* **Work task**: Tally the lines of the data below that contain the string "soffit". Give the tally and nothing else.

* **Source material**:
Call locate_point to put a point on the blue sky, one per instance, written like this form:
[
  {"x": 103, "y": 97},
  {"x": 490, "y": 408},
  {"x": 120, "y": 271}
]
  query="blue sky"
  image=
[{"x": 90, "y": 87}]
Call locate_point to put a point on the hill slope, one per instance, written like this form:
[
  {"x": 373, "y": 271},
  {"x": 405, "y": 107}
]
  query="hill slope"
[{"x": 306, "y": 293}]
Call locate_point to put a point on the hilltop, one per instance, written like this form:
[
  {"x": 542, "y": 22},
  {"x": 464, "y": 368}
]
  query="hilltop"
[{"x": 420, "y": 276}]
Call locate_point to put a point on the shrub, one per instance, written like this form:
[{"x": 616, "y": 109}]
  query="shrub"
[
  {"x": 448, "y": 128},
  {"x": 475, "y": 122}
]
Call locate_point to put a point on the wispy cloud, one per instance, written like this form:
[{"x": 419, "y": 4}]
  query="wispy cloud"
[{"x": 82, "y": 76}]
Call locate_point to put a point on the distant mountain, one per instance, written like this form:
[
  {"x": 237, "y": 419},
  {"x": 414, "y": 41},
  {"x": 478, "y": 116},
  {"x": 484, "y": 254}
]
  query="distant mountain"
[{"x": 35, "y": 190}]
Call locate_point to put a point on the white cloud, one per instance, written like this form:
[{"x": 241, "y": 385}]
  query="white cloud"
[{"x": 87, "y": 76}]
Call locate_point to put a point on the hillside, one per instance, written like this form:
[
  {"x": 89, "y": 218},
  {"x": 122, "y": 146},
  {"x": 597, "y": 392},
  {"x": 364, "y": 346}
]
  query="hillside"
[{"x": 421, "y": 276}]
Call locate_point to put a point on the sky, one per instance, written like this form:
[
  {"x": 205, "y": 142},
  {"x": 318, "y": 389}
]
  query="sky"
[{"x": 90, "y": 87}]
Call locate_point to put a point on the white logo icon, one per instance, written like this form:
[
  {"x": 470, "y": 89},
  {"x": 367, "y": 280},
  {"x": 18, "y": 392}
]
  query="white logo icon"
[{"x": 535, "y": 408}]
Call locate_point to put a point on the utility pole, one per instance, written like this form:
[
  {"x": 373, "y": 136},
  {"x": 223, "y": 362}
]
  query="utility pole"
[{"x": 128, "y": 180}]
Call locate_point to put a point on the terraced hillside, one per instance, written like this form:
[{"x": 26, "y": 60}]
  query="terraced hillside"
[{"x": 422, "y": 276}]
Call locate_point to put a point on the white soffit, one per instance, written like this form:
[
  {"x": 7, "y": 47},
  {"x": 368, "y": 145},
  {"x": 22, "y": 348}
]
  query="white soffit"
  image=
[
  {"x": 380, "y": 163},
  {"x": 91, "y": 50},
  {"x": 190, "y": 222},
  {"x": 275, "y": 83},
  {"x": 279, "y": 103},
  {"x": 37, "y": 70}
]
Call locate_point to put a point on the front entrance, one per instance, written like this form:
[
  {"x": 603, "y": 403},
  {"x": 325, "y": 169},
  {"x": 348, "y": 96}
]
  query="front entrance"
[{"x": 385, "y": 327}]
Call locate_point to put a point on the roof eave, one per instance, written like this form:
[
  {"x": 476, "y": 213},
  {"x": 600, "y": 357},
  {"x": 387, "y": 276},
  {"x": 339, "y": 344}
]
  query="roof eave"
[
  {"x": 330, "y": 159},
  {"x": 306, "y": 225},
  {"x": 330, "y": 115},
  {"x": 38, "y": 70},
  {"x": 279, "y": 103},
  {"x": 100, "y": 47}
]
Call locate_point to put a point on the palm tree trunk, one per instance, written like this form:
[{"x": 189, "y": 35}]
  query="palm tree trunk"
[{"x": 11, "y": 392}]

* **Exercise output**: 2